Reproduce the article about the Ebonyi governor word for word, everything from "And in the lead" down to "of eight years.".

> **SOURCE EXTRACT**:
◇ ◇ ◇ ◇

The Ebonyi governor owes much of his political attainment to the wide acceptance of the PDP in his state, and indeed the entire Southeast. This, he apparently didn’t put into consideration, believing perhaps that the people are accountable to him and not the other way around.
“His decision to leave the PDP for the APC is opportunistic, said Okey Okoroji, constitutional lawyer and analyst. He is driven by self interest and has no overall interest of the Igbo at heart. People voted him as governor under PDP, and he just left without putting how they feel into consideration. That’s one sad thing about our politics.”
Though Umahi had ostensibly said he was joining the ruling party to offer himself as a martyr to achieve Southeast presidency in 2023, noting that he wouldn’t care who, among the politicians in the zone, gets the nod to be on the ballot. But it was certain that such rhetoric wouldn’t be enough to sway his political base, which largely saw his defection as a sort of betrayal.
But Umahi, no doubt, is a man with great ambition. And his rise to political stardom has been stellar. Brought into politics from his base in Port Harcourt by then deputy governor of the state, Professor Chigozie Ogbu in 2006, he became state chairman of the PDP a year later in 2007, courtesy of Elder Martin Elechi, then governor of the State. He would only four years later in 2011, become deputy governor, again, courtesy of Elechi.
And in the lead up to 2015 general election, he fell bitterly apart with Elechi over the latter’s choice of successor. Elechi, for some reasons did not want him as successor, and had backed former Health Minister, Onyebuchi Chukwu for the PDP ticket. But Umahi, backed by other leaders of the party in the state, emerged PDP candidate.
And although Elechi opted to support a certain Edward Nkwegu, candidate of the Labour Party, with most of his loyalists defecting to the party, Umahi ultimately emerged governor in 2015, going from state PDP chairman to deputy governor and governor in a space of eight years.
Having attained the highest office in the state, within a relatively short period, the Ebonyi governor set his eyes on the biggest stage, but that’s ambition that has come crashing down, and unable to also secure the APC senatorial ticket, it seems like he may join Elechi in retirement in 2023.

◇ ◇ ◇ ◇

> **Location identification entries**:
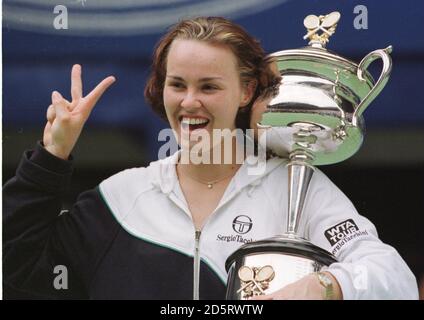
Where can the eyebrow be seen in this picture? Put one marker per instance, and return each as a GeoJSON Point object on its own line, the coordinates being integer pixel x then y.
{"type": "Point", "coordinates": [201, 80]}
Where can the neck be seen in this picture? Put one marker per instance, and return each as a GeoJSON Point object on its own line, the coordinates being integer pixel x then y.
{"type": "Point", "coordinates": [210, 169]}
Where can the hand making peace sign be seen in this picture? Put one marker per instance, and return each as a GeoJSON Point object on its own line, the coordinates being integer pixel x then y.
{"type": "Point", "coordinates": [65, 119]}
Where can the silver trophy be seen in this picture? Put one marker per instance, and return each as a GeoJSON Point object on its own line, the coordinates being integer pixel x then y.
{"type": "Point", "coordinates": [315, 119]}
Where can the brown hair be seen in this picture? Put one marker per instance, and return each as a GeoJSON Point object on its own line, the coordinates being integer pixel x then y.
{"type": "Point", "coordinates": [252, 61]}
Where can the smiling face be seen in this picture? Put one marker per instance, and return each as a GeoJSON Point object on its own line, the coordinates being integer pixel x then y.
{"type": "Point", "coordinates": [202, 88]}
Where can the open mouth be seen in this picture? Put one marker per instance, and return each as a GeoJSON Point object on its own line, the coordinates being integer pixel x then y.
{"type": "Point", "coordinates": [191, 124]}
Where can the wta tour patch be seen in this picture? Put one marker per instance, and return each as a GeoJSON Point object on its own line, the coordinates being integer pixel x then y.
{"type": "Point", "coordinates": [341, 231]}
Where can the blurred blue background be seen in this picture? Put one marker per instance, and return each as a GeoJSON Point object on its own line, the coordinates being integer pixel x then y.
{"type": "Point", "coordinates": [111, 37]}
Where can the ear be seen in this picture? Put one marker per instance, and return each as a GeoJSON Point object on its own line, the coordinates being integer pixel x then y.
{"type": "Point", "coordinates": [248, 90]}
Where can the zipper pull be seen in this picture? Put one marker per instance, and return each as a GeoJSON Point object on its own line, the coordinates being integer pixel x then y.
{"type": "Point", "coordinates": [197, 235]}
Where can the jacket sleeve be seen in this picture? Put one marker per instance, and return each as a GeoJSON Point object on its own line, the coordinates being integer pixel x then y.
{"type": "Point", "coordinates": [47, 252]}
{"type": "Point", "coordinates": [366, 268]}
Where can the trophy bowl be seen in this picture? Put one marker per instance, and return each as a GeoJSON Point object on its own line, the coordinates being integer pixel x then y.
{"type": "Point", "coordinates": [315, 119]}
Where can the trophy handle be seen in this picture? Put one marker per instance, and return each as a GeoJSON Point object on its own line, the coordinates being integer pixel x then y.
{"type": "Point", "coordinates": [381, 82]}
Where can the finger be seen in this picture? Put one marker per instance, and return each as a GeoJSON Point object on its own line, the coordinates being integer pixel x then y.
{"type": "Point", "coordinates": [76, 82]}
{"type": "Point", "coordinates": [51, 113]}
{"type": "Point", "coordinates": [97, 92]}
{"type": "Point", "coordinates": [60, 106]}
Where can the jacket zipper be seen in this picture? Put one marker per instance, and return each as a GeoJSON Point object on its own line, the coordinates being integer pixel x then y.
{"type": "Point", "coordinates": [196, 267]}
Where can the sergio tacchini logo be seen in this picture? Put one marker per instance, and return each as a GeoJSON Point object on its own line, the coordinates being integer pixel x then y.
{"type": "Point", "coordinates": [242, 224]}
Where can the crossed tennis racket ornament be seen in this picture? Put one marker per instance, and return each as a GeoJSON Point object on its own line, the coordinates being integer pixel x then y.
{"type": "Point", "coordinates": [315, 119]}
{"type": "Point", "coordinates": [255, 280]}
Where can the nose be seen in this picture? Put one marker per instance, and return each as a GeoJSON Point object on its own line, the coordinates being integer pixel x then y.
{"type": "Point", "coordinates": [190, 101]}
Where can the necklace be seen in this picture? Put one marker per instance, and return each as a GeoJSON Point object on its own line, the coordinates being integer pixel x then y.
{"type": "Point", "coordinates": [210, 183]}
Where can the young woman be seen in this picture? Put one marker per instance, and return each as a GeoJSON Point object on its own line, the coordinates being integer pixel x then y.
{"type": "Point", "coordinates": [165, 231]}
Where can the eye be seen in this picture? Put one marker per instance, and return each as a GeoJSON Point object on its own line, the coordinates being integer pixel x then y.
{"type": "Point", "coordinates": [209, 87]}
{"type": "Point", "coordinates": [176, 85]}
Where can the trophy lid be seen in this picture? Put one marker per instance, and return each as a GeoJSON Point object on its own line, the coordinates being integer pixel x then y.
{"type": "Point", "coordinates": [316, 58]}
{"type": "Point", "coordinates": [321, 97]}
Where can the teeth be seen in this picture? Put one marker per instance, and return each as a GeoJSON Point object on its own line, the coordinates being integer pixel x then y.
{"type": "Point", "coordinates": [194, 121]}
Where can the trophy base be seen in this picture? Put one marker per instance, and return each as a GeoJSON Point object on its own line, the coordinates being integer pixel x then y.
{"type": "Point", "coordinates": [266, 266]}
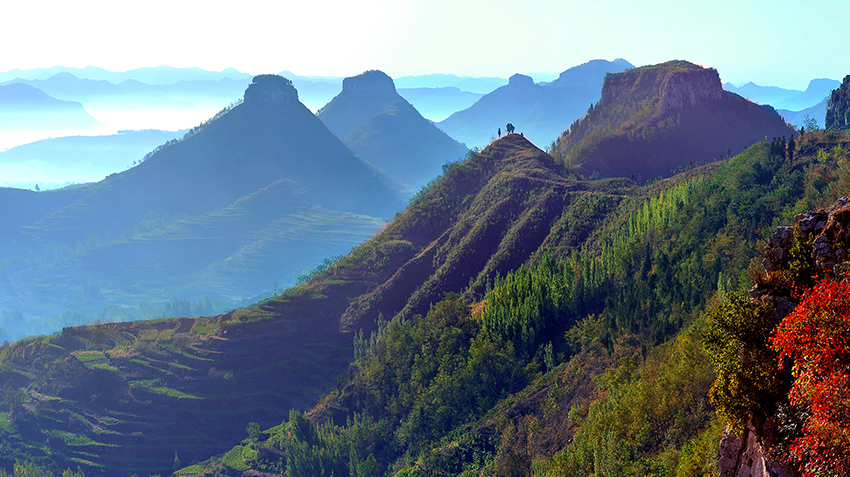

◇ ◇ ◇ ◇

> **RESULT OF THE TASK**:
And in the lead up to 2015 general election, he fell bitterly apart with Elechi over the latter’s choice of successor. Elechi, for some reasons did not want him as successor, and had backed former Health Minister, Onyebuchi Chukwu for the PDP ticket. But Umahi, backed by other leaders of the party in the state, emerged PDP candidate.
And although Elechi opted to support a certain Edward Nkwegu, candidate of the Labour Party, with most of his loyalists defecting to the party, Umahi ultimately emerged governor in 2015, going from state PDP chairman to deputy governor and governor in a space of eight years.